▶ Input material

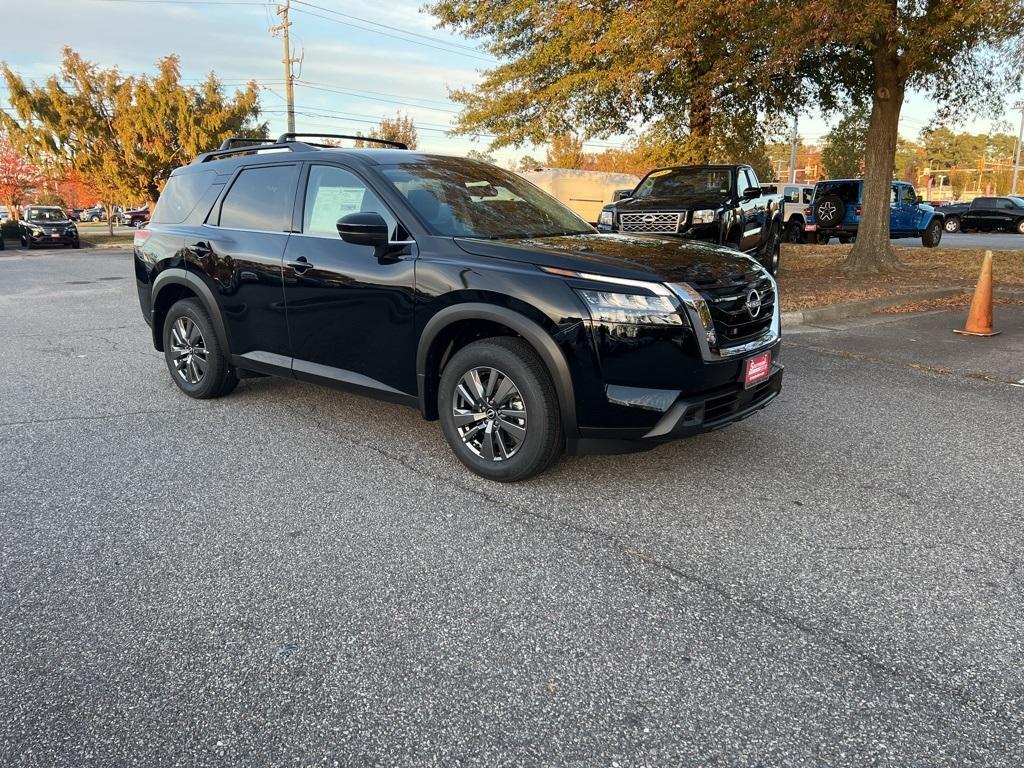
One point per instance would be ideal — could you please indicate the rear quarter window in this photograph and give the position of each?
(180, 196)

...

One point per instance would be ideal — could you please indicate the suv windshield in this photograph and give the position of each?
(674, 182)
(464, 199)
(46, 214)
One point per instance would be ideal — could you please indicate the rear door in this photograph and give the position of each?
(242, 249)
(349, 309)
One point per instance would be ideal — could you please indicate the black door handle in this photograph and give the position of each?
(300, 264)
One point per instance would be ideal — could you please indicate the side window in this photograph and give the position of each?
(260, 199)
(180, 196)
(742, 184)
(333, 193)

---

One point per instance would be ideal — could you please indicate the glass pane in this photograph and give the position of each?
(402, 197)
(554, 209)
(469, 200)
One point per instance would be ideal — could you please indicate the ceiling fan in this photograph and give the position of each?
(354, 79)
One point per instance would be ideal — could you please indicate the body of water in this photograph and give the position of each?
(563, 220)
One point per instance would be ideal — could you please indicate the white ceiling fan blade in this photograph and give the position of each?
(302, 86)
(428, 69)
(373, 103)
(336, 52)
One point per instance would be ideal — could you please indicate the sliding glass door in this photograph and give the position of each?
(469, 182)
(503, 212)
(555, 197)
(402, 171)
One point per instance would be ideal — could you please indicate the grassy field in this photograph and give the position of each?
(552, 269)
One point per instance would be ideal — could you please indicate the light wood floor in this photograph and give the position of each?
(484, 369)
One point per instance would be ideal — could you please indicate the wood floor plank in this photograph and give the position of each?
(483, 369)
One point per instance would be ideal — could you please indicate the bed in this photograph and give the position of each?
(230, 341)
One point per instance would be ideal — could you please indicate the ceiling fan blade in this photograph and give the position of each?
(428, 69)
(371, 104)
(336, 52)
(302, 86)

▶ Task directions
Pull out every line above that contains the word "floor" and copy each one in full.

▶ Final answer
One point per instance would be ideal — could you please indicate the light wood floor in this photograph and give the position of each?
One point per instance would be ideal — could you please indicate the wood floor plank in this photograph and give the position of each?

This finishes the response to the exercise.